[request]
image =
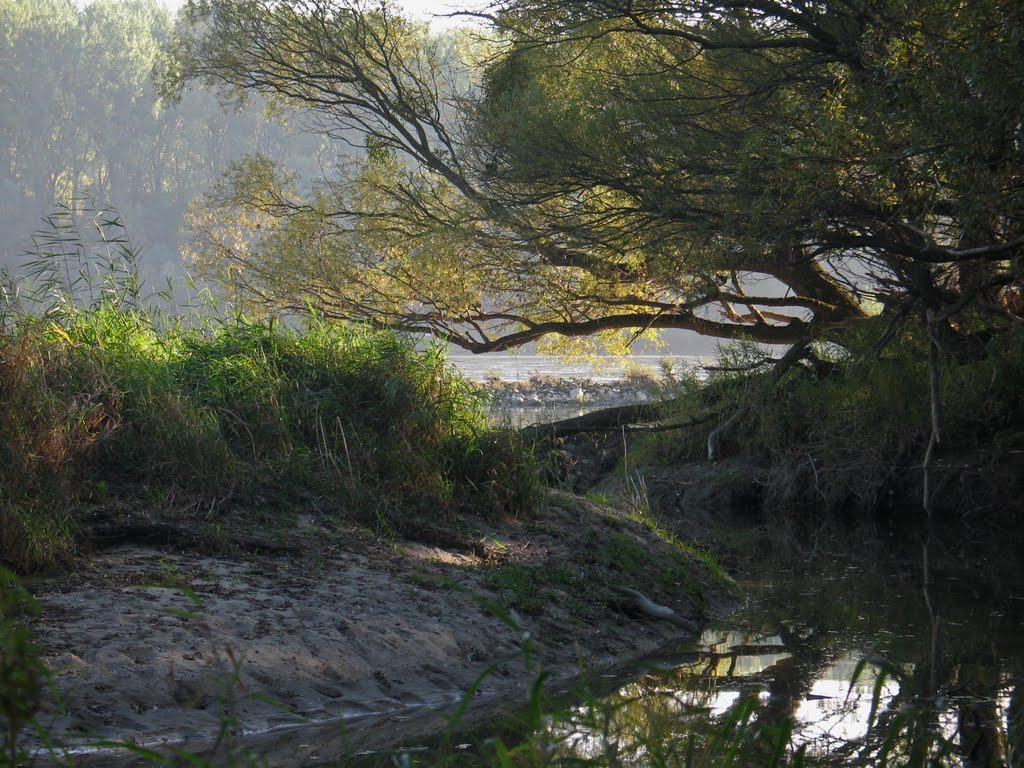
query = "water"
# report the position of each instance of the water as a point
(523, 367)
(844, 669)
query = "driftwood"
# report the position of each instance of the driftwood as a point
(634, 418)
(649, 608)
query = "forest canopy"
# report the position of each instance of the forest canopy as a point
(764, 170)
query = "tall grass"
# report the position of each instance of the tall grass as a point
(849, 436)
(107, 399)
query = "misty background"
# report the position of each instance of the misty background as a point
(81, 125)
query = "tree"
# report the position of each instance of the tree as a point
(749, 169)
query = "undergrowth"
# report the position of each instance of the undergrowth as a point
(107, 399)
(848, 435)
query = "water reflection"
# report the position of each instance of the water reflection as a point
(820, 679)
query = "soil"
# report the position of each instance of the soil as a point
(339, 641)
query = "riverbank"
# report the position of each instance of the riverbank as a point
(164, 647)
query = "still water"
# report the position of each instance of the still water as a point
(845, 669)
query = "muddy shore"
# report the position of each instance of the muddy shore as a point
(346, 642)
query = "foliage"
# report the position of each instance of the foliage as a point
(80, 116)
(598, 168)
(844, 435)
(103, 400)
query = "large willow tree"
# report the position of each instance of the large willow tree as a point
(762, 169)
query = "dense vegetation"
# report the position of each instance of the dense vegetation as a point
(750, 170)
(79, 117)
(108, 402)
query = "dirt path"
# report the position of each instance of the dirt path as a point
(167, 648)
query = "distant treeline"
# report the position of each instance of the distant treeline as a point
(80, 116)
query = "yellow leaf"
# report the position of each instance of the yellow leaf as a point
(61, 333)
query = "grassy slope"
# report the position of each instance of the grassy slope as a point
(101, 410)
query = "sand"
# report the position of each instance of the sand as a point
(310, 656)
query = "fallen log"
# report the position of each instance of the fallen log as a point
(633, 418)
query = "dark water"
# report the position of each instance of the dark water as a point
(845, 669)
(849, 668)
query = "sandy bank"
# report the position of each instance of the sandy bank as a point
(288, 652)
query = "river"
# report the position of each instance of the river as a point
(847, 667)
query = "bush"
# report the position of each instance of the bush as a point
(104, 406)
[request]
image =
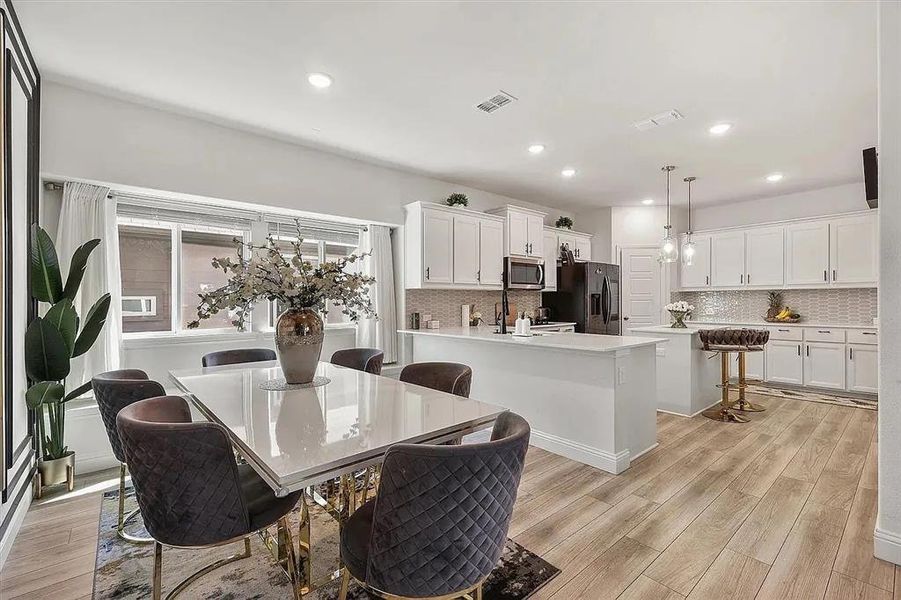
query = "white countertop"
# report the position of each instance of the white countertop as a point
(761, 323)
(583, 342)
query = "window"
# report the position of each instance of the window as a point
(164, 266)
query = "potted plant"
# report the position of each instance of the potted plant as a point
(51, 342)
(457, 199)
(564, 222)
(297, 285)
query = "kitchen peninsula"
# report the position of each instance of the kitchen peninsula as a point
(591, 398)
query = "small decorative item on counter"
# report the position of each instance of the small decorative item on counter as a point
(457, 199)
(776, 313)
(564, 222)
(679, 310)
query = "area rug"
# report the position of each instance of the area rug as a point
(123, 570)
(813, 396)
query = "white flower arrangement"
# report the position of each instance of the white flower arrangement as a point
(268, 274)
(680, 306)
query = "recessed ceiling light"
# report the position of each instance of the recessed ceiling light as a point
(319, 80)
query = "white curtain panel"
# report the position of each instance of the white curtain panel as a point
(379, 333)
(86, 214)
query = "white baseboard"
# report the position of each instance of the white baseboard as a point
(887, 546)
(603, 460)
(15, 524)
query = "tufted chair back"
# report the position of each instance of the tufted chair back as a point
(241, 355)
(452, 378)
(450, 506)
(114, 390)
(368, 360)
(184, 473)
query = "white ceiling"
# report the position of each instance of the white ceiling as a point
(797, 80)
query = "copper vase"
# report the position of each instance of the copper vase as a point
(298, 339)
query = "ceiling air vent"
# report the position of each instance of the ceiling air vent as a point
(664, 118)
(500, 99)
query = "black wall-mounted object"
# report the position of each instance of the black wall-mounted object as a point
(871, 176)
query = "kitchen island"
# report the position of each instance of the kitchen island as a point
(591, 398)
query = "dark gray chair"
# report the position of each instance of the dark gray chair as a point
(192, 492)
(450, 506)
(241, 355)
(452, 378)
(368, 360)
(113, 391)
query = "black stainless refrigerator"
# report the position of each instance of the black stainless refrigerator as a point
(588, 294)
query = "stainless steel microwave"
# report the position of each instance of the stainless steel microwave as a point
(523, 273)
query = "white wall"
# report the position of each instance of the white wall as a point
(814, 203)
(91, 136)
(887, 536)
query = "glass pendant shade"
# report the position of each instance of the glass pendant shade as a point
(688, 252)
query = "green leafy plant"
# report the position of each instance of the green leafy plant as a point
(457, 199)
(564, 222)
(52, 341)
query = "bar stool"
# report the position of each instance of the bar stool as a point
(741, 341)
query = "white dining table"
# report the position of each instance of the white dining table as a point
(298, 438)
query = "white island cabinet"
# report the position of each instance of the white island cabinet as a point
(591, 398)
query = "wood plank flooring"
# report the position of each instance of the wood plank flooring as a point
(779, 508)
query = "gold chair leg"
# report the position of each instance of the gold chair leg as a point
(123, 518)
(345, 583)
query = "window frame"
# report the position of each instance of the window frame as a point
(176, 274)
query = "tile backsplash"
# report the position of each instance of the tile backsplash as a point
(445, 305)
(836, 306)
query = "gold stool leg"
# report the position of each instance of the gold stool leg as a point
(723, 412)
(743, 404)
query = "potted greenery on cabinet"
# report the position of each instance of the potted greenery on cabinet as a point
(51, 342)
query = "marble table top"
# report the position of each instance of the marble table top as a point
(304, 436)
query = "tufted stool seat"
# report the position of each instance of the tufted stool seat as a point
(740, 341)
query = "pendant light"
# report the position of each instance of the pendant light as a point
(688, 248)
(669, 250)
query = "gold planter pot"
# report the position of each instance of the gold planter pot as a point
(56, 471)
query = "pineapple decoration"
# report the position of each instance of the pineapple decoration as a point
(775, 300)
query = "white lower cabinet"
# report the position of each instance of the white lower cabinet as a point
(784, 363)
(863, 368)
(824, 365)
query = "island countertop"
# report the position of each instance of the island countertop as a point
(580, 342)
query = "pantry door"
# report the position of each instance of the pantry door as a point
(641, 287)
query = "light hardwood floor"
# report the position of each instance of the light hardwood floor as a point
(779, 508)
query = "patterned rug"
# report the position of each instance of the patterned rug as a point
(123, 570)
(813, 396)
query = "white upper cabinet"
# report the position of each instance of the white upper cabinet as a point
(491, 256)
(697, 275)
(524, 231)
(853, 250)
(551, 252)
(583, 249)
(807, 253)
(765, 257)
(438, 246)
(452, 248)
(727, 262)
(466, 249)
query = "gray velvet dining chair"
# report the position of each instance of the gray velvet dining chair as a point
(191, 490)
(450, 506)
(453, 378)
(368, 360)
(113, 391)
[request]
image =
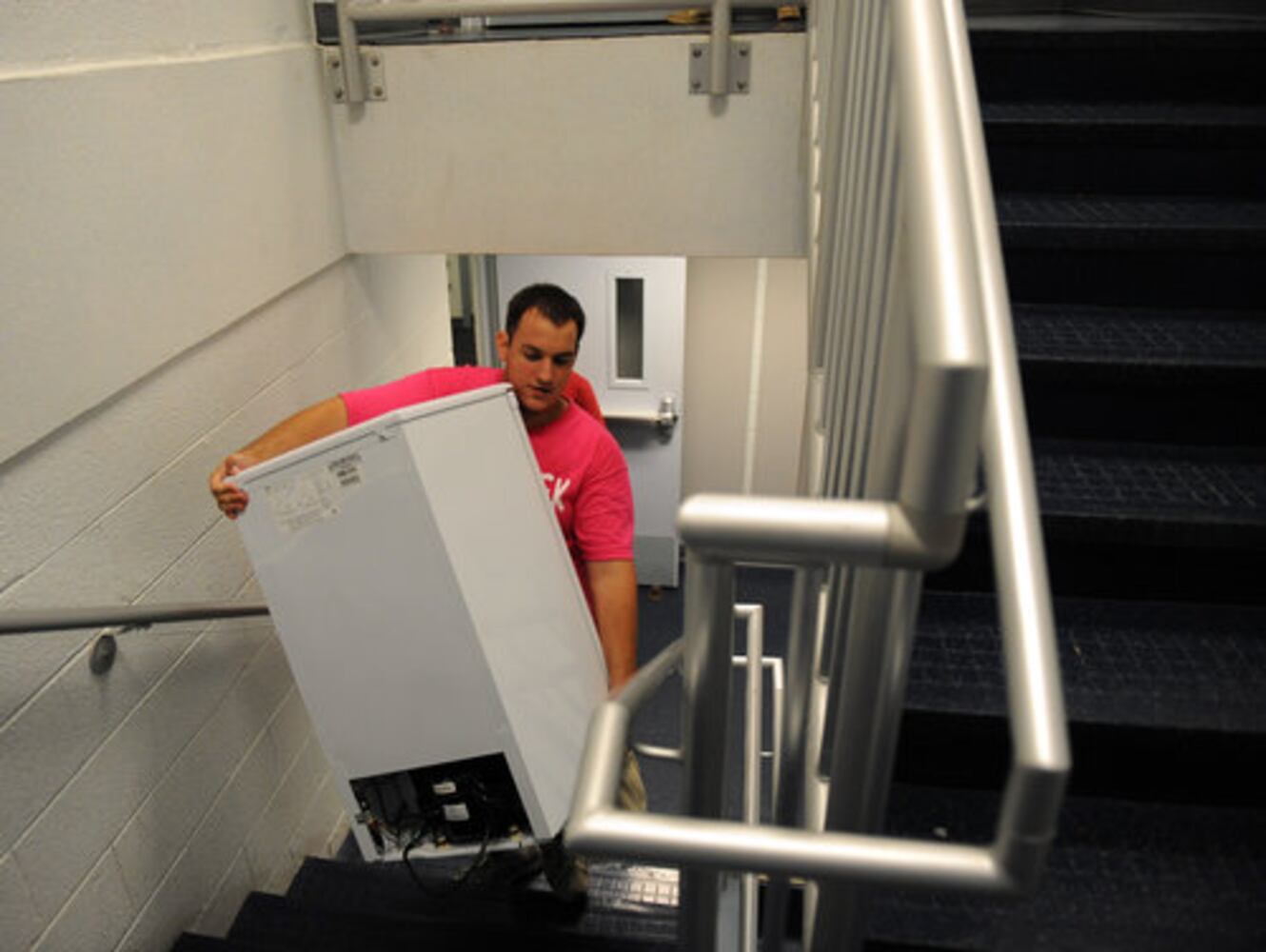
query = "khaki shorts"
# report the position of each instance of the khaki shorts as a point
(632, 793)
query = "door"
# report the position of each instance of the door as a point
(633, 355)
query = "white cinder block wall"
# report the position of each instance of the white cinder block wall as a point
(744, 375)
(175, 279)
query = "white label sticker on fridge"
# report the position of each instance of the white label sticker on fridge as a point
(304, 500)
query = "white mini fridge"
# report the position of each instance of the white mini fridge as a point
(434, 625)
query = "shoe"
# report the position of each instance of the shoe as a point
(566, 872)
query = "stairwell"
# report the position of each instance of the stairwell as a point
(1130, 168)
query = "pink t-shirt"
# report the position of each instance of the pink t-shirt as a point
(582, 464)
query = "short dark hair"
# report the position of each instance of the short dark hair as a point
(551, 300)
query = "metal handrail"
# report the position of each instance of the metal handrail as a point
(125, 615)
(351, 14)
(959, 280)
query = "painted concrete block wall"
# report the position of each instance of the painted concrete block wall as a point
(576, 147)
(176, 279)
(746, 369)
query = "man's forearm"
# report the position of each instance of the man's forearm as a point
(307, 426)
(313, 423)
(614, 589)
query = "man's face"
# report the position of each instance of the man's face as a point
(538, 361)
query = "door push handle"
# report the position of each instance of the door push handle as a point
(663, 419)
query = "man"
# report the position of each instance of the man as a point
(582, 464)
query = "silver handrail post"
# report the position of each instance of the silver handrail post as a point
(787, 782)
(708, 645)
(349, 49)
(754, 615)
(718, 65)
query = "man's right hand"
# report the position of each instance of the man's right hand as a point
(230, 499)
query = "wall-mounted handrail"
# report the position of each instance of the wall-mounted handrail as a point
(349, 15)
(27, 622)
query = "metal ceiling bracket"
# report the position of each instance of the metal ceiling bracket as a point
(372, 69)
(740, 69)
(104, 651)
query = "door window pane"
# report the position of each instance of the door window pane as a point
(628, 328)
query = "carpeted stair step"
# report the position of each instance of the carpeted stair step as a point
(1143, 373)
(1163, 699)
(279, 922)
(1139, 664)
(1138, 252)
(1139, 522)
(192, 942)
(631, 902)
(1127, 149)
(1090, 58)
(1120, 876)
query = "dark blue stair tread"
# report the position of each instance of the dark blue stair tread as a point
(1159, 122)
(277, 921)
(624, 899)
(1036, 221)
(192, 942)
(1120, 875)
(1123, 663)
(1151, 483)
(1138, 336)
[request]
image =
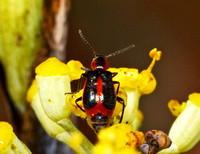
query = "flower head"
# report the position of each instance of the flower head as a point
(185, 130)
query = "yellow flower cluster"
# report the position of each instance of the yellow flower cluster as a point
(9, 143)
(185, 131)
(53, 104)
(118, 139)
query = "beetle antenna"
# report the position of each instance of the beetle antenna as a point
(86, 42)
(120, 51)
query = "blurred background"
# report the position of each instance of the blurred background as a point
(171, 26)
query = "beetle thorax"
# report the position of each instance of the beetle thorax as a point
(99, 62)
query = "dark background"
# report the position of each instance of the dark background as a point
(171, 26)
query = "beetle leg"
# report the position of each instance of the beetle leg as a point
(121, 101)
(116, 82)
(79, 99)
(114, 74)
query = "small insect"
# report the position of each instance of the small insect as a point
(99, 95)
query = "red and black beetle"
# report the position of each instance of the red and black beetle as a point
(99, 95)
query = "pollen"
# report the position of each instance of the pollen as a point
(195, 99)
(6, 135)
(176, 108)
(32, 91)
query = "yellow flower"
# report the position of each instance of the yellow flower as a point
(9, 143)
(47, 97)
(132, 85)
(117, 139)
(185, 131)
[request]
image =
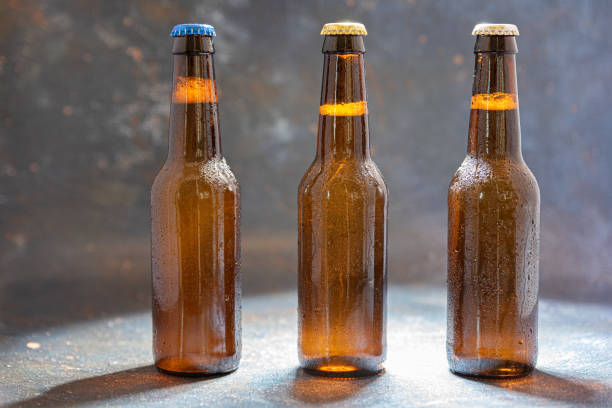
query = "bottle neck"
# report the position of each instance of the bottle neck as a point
(494, 131)
(194, 117)
(343, 114)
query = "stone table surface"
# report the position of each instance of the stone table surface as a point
(108, 362)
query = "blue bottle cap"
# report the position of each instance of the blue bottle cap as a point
(182, 30)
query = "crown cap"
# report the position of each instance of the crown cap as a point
(344, 28)
(182, 30)
(495, 29)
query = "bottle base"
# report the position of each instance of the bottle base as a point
(177, 368)
(490, 368)
(342, 367)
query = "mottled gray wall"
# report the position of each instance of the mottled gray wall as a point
(84, 116)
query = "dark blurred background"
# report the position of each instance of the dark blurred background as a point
(85, 91)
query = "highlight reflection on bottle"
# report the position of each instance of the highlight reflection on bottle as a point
(342, 223)
(493, 226)
(195, 224)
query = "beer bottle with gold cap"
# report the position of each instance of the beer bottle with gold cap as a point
(195, 224)
(342, 222)
(493, 226)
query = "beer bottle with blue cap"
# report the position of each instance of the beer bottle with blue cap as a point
(342, 222)
(195, 224)
(493, 226)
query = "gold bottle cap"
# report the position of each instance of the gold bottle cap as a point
(495, 29)
(344, 28)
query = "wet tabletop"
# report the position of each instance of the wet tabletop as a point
(107, 362)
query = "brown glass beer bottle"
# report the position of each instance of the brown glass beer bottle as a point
(195, 224)
(342, 237)
(493, 226)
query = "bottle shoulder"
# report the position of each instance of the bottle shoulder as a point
(503, 175)
(351, 174)
(213, 174)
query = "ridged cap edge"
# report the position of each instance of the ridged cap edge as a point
(495, 29)
(344, 28)
(182, 30)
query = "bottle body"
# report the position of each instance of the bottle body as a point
(493, 235)
(342, 235)
(195, 227)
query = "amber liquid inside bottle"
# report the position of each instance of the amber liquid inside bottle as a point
(493, 230)
(342, 204)
(195, 227)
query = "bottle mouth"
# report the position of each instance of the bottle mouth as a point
(343, 44)
(193, 44)
(503, 44)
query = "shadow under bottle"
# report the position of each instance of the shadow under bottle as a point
(493, 230)
(195, 227)
(342, 207)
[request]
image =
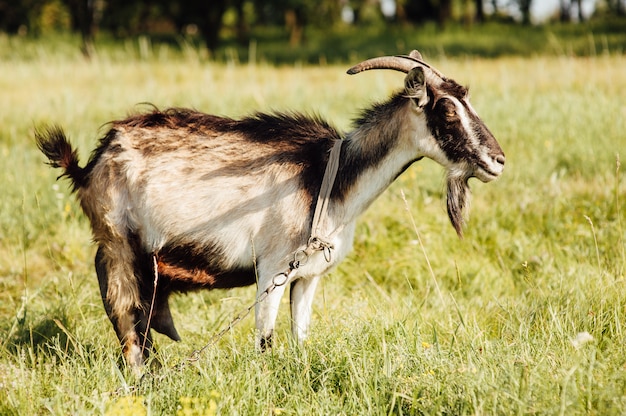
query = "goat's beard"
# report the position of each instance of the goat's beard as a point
(458, 198)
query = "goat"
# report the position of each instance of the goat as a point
(220, 203)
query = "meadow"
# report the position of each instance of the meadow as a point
(525, 315)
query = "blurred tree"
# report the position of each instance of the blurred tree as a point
(83, 13)
(480, 11)
(524, 8)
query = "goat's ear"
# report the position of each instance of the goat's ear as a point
(415, 86)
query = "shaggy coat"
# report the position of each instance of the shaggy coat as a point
(220, 203)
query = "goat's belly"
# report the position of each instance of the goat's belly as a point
(182, 278)
(186, 270)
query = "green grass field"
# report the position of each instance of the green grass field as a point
(526, 315)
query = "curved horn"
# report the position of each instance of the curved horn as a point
(402, 63)
(397, 63)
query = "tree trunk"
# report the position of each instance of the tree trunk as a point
(480, 11)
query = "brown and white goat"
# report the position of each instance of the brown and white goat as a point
(222, 203)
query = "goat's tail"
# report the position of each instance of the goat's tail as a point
(54, 144)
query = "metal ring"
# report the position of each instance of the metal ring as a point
(277, 283)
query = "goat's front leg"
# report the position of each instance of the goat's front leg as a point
(301, 294)
(266, 312)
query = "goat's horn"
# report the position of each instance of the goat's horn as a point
(402, 63)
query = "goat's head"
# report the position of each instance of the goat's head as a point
(464, 145)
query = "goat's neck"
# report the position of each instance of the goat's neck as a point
(384, 143)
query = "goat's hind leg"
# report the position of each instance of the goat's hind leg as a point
(301, 297)
(130, 324)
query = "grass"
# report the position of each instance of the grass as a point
(493, 329)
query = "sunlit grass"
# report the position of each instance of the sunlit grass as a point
(490, 331)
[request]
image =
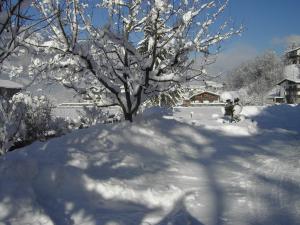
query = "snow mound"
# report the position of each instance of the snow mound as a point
(159, 172)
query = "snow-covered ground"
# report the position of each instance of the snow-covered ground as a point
(188, 167)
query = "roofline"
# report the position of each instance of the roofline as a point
(204, 92)
(297, 82)
(294, 49)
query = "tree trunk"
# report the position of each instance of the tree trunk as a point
(128, 116)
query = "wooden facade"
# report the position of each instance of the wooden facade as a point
(9, 88)
(202, 98)
(292, 91)
(205, 97)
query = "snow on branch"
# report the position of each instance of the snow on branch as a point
(136, 47)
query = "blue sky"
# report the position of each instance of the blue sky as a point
(269, 25)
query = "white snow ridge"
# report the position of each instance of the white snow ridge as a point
(161, 171)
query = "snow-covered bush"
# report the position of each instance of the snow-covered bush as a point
(92, 115)
(25, 118)
(166, 99)
(12, 114)
(141, 47)
(38, 118)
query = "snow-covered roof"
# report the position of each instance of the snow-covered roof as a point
(293, 49)
(10, 84)
(229, 95)
(214, 84)
(292, 73)
(275, 92)
(201, 92)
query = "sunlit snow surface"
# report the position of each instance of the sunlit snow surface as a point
(186, 167)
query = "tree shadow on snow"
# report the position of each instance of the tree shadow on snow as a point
(91, 181)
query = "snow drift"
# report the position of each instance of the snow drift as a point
(158, 172)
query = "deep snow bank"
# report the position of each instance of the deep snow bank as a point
(158, 172)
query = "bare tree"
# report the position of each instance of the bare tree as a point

Short task:
How many lines in the rows above contain the string "object", counting case? Give only the number.

Full output:
2